-- TASK PROMPT --
Put all of the following items into a two-column CSV with the header text,answer. Give one row per item, holding its text and its answer, each in a single quoted field with line breaks turned into spaces, and leave the pictures out.

○ ○ ○ ○

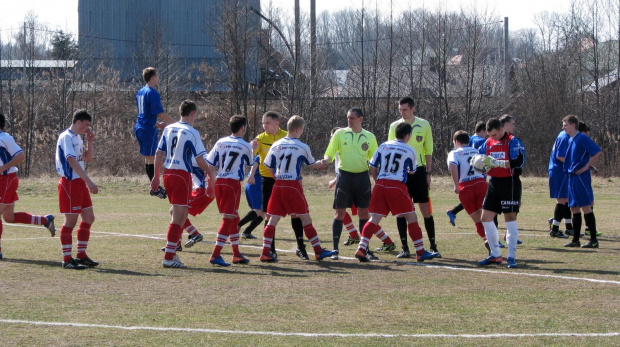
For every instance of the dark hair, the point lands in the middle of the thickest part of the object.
(583, 127)
(187, 107)
(81, 115)
(357, 111)
(407, 100)
(461, 136)
(236, 123)
(402, 130)
(506, 118)
(148, 73)
(494, 124)
(571, 119)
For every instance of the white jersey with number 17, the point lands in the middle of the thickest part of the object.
(462, 159)
(394, 159)
(181, 143)
(286, 157)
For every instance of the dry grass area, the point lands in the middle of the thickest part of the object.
(387, 302)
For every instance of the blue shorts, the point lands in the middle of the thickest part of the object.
(147, 139)
(558, 184)
(253, 194)
(580, 190)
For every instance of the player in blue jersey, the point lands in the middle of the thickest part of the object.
(581, 154)
(558, 185)
(475, 141)
(505, 156)
(150, 111)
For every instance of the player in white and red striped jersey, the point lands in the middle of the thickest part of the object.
(230, 155)
(178, 146)
(389, 166)
(11, 155)
(74, 189)
(285, 160)
(469, 184)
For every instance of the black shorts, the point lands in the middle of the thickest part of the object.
(503, 195)
(352, 188)
(417, 186)
(266, 188)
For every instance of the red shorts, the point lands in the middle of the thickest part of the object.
(199, 201)
(73, 195)
(390, 196)
(228, 195)
(178, 184)
(472, 194)
(8, 188)
(287, 197)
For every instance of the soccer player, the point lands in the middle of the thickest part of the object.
(230, 155)
(505, 153)
(354, 147)
(254, 198)
(390, 166)
(581, 154)
(262, 145)
(418, 183)
(469, 184)
(74, 189)
(285, 160)
(475, 141)
(558, 185)
(145, 130)
(178, 146)
(11, 156)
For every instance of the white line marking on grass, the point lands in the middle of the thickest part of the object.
(276, 333)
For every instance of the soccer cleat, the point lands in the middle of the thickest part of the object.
(174, 263)
(491, 260)
(73, 265)
(590, 244)
(386, 247)
(427, 255)
(87, 262)
(240, 259)
(160, 193)
(302, 254)
(452, 217)
(324, 254)
(361, 256)
(404, 254)
(193, 240)
(512, 263)
(218, 261)
(351, 241)
(50, 224)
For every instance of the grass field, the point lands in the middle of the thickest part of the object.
(557, 296)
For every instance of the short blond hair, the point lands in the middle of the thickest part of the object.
(296, 122)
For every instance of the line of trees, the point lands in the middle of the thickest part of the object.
(454, 63)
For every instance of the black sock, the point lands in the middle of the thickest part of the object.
(456, 209)
(568, 215)
(401, 223)
(250, 216)
(150, 171)
(591, 224)
(576, 226)
(558, 213)
(336, 232)
(298, 229)
(429, 225)
(253, 225)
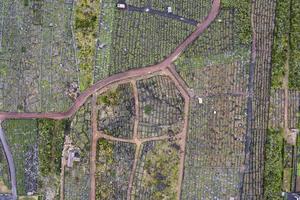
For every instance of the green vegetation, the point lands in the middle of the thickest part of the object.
(25, 2)
(161, 170)
(141, 39)
(4, 173)
(148, 109)
(273, 165)
(105, 159)
(281, 42)
(242, 18)
(86, 27)
(103, 61)
(51, 139)
(286, 44)
(294, 72)
(22, 135)
(77, 178)
(114, 162)
(110, 98)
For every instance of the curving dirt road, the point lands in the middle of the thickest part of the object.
(201, 27)
(10, 162)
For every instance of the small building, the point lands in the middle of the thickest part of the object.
(73, 156)
(121, 5)
(200, 100)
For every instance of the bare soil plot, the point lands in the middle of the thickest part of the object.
(161, 107)
(215, 148)
(116, 111)
(114, 163)
(156, 176)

○ ○ ○ ○

-- RESULT OF THIS EXERCISE --
text,answer
"For every instance of the dark hair, the point lands in the middle of the thickest part of the object.","(583, 127) (187, 107) (81, 115) (357, 111) (407, 100) (461, 136) (236, 123) (402, 130) (506, 118) (148, 73) (494, 124) (571, 119)"
"For every instance of the white jersey with number 17, the point lands in the middle of the thickest part of the object.","(462, 159) (394, 159) (181, 143) (286, 157)"
"For every instance of the dry grass area, the point lands in the middle of the thickest part of the object.","(387, 302)"
"For every instance of the blue shorts, the point lands in the middle of the thickest part of the object.","(147, 139) (558, 184) (253, 194) (580, 190)"
"For every instance of the player in blue jersey, the point lands in the middle of the thickest part of the object.","(581, 154) (558, 185) (475, 141) (505, 156) (150, 111)"
"For every instance of the player in white and red striped jersey, the point lands in the middle of the thickest part of the object.","(230, 155) (178, 146) (389, 166) (11, 155) (74, 189) (285, 160) (469, 184)"
"For every instance of the black shorts, the point lands in the middle of the thickest part of the object.","(503, 195) (352, 188) (417, 186) (266, 188)"
"For every instance of the red shorts, the point lands in the middle of the thickest part of the object.","(199, 201) (73, 195) (390, 196) (228, 195) (178, 184) (472, 194) (8, 188) (287, 197)"
"For every instance of the soccer player, the point lands in the middle of the thickest part of the object.","(230, 155) (505, 153) (354, 147) (254, 198) (390, 166) (581, 154) (262, 145) (418, 183) (469, 184) (74, 189) (285, 160) (475, 141) (558, 185) (145, 130) (178, 146) (11, 156)"
"For every instance of the white line marking on grass, the point lands in the middle of the thickest part of the object.","(276, 333)"
"For every instance of the soccer cleat, the point lands in the middle of the thickest part of the object.","(174, 263) (491, 260) (73, 265) (590, 244) (386, 247) (427, 255) (87, 262) (240, 259) (160, 193) (302, 254) (452, 217) (324, 254) (361, 256) (404, 254) (193, 240) (512, 263) (218, 261) (351, 241) (50, 224)"
"For every instance of the grass field, the point lands in the middle of the thickest part of the object.","(557, 296)"
"For every instance of the short blond hair, the point lands in the middle of the thickest part of the object.","(296, 122)"
"For every instance of the line of trees, the point lands in the middle of the thickest part of the object.","(454, 63)"
"For every instance of the black sock, the point lands in the middle of the thickest part of the object.","(456, 209) (568, 215) (401, 223) (250, 216) (150, 171) (591, 224) (576, 226) (558, 213) (336, 232) (298, 229) (429, 225) (253, 225)"
"For every instance of the green vegetation, the point lands in the middle of the thickest part of the object.","(25, 2) (161, 170) (141, 39) (4, 173) (148, 109) (273, 165) (105, 159) (281, 42) (242, 18) (86, 27) (103, 61) (51, 139) (286, 44) (294, 72) (22, 135) (77, 178) (114, 162) (110, 98)"
"For every instance of the curving dirt road, the point lands in the middle of the thickest part of the object.","(201, 27) (10, 162)"
"For every instance of the small building, the point lands in the middle of the thickest part of the object.","(73, 156) (121, 5) (200, 100)"
"For every instance of the bare soil plot, the point lands in the middle of the thickest part of the object.","(161, 107) (215, 148) (116, 111) (114, 163) (156, 176)"